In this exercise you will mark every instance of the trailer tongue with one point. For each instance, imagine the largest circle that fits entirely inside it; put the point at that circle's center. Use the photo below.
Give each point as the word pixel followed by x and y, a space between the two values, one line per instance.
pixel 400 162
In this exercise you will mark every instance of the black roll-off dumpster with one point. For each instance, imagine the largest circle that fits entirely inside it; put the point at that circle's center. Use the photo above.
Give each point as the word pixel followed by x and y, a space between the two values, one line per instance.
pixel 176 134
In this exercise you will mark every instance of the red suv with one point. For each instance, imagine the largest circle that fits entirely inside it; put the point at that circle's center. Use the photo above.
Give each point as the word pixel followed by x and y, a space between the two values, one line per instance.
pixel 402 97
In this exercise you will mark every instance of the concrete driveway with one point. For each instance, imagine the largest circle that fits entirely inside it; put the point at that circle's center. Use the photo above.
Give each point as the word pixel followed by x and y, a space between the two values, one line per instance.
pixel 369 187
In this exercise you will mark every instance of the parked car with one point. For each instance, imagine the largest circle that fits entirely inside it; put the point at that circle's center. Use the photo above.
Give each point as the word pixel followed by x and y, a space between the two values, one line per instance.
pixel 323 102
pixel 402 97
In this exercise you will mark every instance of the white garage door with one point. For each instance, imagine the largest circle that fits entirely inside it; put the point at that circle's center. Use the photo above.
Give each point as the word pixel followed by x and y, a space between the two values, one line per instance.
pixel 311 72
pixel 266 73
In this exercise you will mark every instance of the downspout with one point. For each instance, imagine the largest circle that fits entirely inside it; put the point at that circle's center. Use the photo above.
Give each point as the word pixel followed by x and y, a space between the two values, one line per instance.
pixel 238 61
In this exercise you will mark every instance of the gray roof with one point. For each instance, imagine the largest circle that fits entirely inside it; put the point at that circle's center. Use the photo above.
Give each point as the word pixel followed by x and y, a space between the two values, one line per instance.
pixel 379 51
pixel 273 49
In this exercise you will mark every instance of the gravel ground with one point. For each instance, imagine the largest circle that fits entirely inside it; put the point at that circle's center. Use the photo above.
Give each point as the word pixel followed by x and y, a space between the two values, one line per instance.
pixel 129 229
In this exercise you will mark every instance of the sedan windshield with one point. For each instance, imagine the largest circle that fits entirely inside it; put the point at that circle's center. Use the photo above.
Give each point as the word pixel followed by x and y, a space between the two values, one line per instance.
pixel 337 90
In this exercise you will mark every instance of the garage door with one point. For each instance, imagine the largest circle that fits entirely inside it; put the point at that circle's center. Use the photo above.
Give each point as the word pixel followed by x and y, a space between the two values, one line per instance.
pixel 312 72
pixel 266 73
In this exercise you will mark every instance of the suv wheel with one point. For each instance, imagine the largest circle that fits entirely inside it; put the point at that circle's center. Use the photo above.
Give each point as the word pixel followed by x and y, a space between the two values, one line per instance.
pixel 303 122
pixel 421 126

------------

TASK INSTRUCTIONS. Render the lines of the items from the one containing "In this exercise you will mark every instance of the sedan" through the one containing "pixel 337 90", both included, as a JSON list of strings, one string per line, leaving out blank lines.

CORRECT RESULT.
[
  "In this exercise you will mark every instance of the sedan windshield with one point. For each instance, imagine the largest circle that fits entirely inside it; put the point at that circle's center. Use the photo above.",
  "Give each point as the word pixel followed by x and y, a space between the two values, one line per instance.",
  "pixel 337 90"
]